:: Exercise requirements ::
Return, unchanged, the stretch of the material below from the line containing "Reviewer note: confirm that each instance of the flip" through the end of the material.

Rows from a dataset

☆ ☆ ☆

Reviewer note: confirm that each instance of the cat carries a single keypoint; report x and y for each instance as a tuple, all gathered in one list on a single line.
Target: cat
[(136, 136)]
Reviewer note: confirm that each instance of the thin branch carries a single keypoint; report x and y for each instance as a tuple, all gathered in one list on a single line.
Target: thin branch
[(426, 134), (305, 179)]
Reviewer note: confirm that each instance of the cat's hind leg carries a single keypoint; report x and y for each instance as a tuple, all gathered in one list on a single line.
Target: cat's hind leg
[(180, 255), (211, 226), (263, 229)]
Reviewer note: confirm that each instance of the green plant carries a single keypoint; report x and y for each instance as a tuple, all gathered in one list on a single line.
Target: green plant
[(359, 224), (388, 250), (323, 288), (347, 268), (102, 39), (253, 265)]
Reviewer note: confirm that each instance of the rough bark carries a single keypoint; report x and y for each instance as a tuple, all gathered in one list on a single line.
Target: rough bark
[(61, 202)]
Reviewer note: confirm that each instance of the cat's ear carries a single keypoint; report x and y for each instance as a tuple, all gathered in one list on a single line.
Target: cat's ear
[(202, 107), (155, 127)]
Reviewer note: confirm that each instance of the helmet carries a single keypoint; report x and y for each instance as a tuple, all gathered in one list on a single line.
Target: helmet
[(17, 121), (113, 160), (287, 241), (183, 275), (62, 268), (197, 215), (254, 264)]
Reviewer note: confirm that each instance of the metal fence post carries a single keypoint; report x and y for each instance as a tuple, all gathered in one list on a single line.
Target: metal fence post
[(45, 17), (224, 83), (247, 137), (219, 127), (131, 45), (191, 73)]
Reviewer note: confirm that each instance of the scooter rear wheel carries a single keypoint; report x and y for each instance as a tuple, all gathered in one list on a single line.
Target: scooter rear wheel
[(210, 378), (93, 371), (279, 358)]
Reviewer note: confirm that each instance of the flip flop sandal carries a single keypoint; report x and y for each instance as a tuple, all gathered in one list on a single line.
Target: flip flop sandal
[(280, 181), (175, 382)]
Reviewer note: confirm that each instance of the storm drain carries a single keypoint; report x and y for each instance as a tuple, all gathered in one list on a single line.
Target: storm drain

☆ ☆ ☆

:: Exercise output ::
Reviewer note: confirm that each instance of the flip flop sandal carries a single keypoint; report x and y for each instance as a tuple, all gathered in one list on a single line.
Target: flip flop sandal
[(280, 181), (175, 382)]
Reviewer note: confirm that each instance of the storm drain carries a single keypoint; report x and y for each instance as a tuple, all gathered in one list on a single line.
Target: storm drain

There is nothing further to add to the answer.